Problem description - Write out again every line below, from the one containing "Indicate a point on each instance of the white rock" down to the one containing "[(464, 410)]", requests included. Multiply each coordinate in the answers by 0.35 and round to a whole number, with halves rounded up.

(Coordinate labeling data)
* * * * *

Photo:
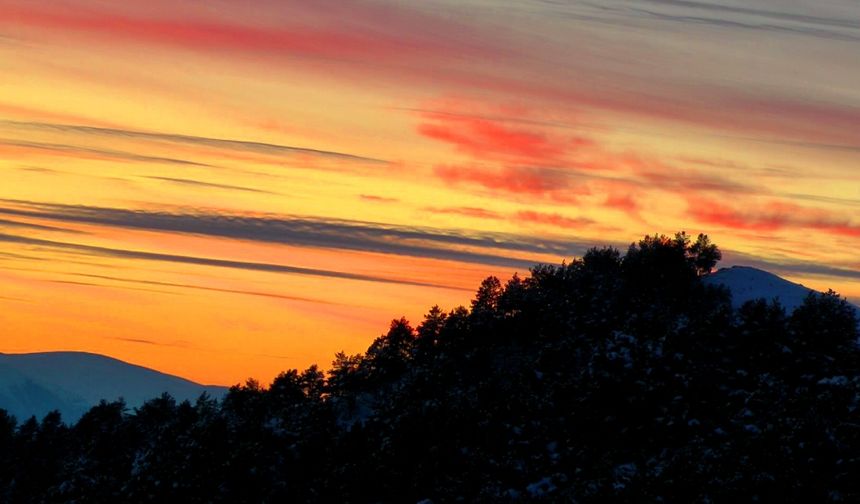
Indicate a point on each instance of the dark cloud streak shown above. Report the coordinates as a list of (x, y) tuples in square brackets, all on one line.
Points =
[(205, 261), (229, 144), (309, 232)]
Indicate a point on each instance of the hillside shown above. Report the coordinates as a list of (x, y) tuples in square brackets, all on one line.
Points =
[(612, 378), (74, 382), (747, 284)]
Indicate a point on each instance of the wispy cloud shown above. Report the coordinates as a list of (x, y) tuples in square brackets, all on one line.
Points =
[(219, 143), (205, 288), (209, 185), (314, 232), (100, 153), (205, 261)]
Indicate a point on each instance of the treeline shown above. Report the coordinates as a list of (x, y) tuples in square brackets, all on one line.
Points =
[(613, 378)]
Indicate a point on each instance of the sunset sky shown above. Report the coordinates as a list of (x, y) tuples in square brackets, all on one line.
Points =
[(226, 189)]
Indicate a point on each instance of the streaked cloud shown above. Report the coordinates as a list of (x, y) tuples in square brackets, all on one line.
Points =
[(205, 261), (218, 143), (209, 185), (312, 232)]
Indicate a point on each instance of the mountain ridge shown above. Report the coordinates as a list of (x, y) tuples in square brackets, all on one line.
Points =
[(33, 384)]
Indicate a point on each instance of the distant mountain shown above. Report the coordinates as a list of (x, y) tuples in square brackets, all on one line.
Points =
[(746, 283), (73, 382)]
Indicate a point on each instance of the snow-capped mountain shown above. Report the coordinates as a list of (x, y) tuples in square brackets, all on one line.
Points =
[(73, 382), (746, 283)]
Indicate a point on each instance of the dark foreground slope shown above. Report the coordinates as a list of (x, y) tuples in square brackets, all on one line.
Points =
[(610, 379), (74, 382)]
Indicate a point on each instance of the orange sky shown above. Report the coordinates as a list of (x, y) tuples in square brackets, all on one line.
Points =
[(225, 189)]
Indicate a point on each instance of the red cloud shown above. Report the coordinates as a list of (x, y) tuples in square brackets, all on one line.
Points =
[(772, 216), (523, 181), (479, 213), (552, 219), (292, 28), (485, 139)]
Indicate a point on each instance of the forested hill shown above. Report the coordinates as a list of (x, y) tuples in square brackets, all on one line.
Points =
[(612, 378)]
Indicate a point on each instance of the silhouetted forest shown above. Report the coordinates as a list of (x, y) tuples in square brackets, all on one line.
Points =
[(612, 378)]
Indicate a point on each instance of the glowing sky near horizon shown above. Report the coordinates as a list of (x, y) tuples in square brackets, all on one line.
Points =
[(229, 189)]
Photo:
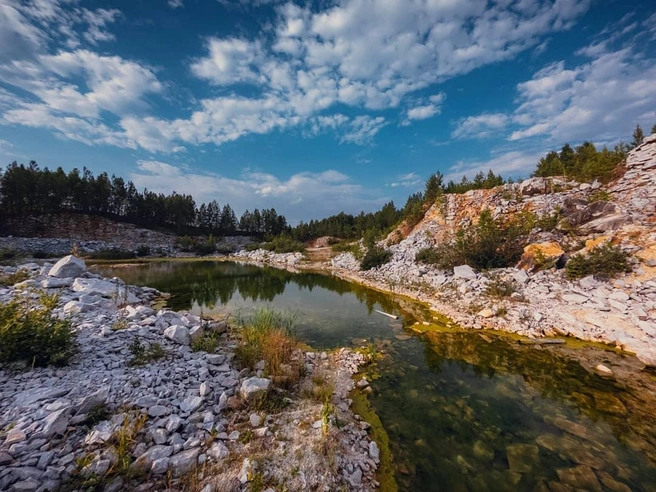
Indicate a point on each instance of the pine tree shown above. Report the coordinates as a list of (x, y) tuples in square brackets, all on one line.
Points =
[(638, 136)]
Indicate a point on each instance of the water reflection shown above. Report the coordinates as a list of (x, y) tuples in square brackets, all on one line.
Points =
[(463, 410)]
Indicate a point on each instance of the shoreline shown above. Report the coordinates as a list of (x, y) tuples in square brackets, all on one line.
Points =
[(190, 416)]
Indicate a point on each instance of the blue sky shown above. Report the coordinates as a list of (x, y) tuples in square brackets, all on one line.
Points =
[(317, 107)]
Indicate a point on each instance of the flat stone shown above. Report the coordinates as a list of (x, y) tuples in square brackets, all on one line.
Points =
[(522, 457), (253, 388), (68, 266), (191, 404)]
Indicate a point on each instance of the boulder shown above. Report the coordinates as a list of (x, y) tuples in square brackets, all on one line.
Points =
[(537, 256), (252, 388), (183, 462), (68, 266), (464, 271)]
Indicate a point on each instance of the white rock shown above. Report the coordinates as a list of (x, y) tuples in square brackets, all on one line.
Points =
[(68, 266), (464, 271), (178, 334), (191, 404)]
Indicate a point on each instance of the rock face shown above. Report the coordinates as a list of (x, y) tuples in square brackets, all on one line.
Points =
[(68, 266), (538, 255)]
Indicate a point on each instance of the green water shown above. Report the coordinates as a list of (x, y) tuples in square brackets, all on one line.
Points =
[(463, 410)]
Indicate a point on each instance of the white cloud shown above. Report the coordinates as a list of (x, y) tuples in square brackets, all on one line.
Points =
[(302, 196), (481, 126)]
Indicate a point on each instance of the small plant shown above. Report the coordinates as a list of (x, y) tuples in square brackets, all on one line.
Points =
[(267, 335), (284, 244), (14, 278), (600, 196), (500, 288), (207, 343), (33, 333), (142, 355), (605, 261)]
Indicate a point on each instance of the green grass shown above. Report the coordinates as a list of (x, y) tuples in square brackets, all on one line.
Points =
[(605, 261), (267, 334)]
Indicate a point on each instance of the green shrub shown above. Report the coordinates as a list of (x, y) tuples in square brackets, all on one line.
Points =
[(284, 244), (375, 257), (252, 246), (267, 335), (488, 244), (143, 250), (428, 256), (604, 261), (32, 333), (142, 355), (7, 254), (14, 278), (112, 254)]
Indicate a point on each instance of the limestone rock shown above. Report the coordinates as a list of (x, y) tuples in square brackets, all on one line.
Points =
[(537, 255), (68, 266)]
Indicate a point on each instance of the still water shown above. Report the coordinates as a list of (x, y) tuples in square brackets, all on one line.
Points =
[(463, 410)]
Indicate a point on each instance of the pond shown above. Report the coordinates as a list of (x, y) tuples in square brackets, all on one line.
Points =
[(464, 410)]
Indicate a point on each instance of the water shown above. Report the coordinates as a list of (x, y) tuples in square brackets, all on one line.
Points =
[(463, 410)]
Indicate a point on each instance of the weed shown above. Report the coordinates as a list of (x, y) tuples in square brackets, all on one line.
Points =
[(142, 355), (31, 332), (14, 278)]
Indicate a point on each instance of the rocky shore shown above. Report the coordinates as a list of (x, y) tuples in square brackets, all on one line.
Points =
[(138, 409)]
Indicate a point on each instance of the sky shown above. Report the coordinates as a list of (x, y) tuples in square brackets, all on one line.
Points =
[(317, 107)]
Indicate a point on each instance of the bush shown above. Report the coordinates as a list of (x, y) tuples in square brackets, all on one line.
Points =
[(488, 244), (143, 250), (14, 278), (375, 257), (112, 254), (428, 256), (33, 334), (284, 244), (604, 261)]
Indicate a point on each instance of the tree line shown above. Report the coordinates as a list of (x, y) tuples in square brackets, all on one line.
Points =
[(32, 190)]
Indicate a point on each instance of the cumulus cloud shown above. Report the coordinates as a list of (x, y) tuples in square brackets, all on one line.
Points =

* * * * *

Correct response -
Indicate a point on each instance of the white rock shown above. Report the coordinates as a list of (x, y) tuples in square brackets, all on one line.
Points =
[(24, 93), (162, 95), (62, 117), (67, 141)]
Indicate a point on each instance of the rock face shown above. Report the coordinates as a list of (x, y) tuples in square brackets, all on one line.
Points =
[(24, 93), (188, 89)]
Indicate a point on each instance of the green water shown above. Report the coordinates as a list of (x, y) tuples in square brackets, all on one line.
Points =
[(162, 144)]
Indicate a point on each instance of the white cloud shown above. Report the coordinates as a list of (x, y) tuples in square brackets, all on one line.
Points =
[(106, 69), (168, 44)]
Indicate a point on each instance of the small plant shown above. Report the coordinates as a list of (x, y) tuples in square brackets, all on one line.
Points =
[(93, 117), (99, 85), (5, 97), (210, 69), (175, 101), (72, 120), (12, 117), (50, 124), (212, 91)]
Indicate a point on each instance of the green grass shown above. Report the coordinates as a list of (x, y) tuples in square brackets, all on one line.
Points =
[(212, 91), (93, 117)]
Indicate a point on each instance of the green shrub shown above. Report the coordinates as a list of (x, y) tuples in square brackets, all on one line.
Points =
[(99, 85), (131, 90), (88, 86), (93, 117), (171, 85), (50, 88), (150, 90), (211, 91), (11, 117), (50, 124), (2, 89), (5, 97), (39, 89)]
Indicate a point on each instance of the limestone rock shown above. Report the coordinates as a list of (x, y) tuples in square brackets, all on one line.
Points =
[(188, 89), (24, 93)]
Indicate a point on each instance of the still water shown above. Report the coordinates as a list of (x, y) tuples in square brackets, all on one line.
Points =
[(162, 144)]
Indicate a point on each instance of the pond shown above. Report the coordinates as a list of (x, y) tuples in square brackets, all on one line.
Points =
[(162, 144)]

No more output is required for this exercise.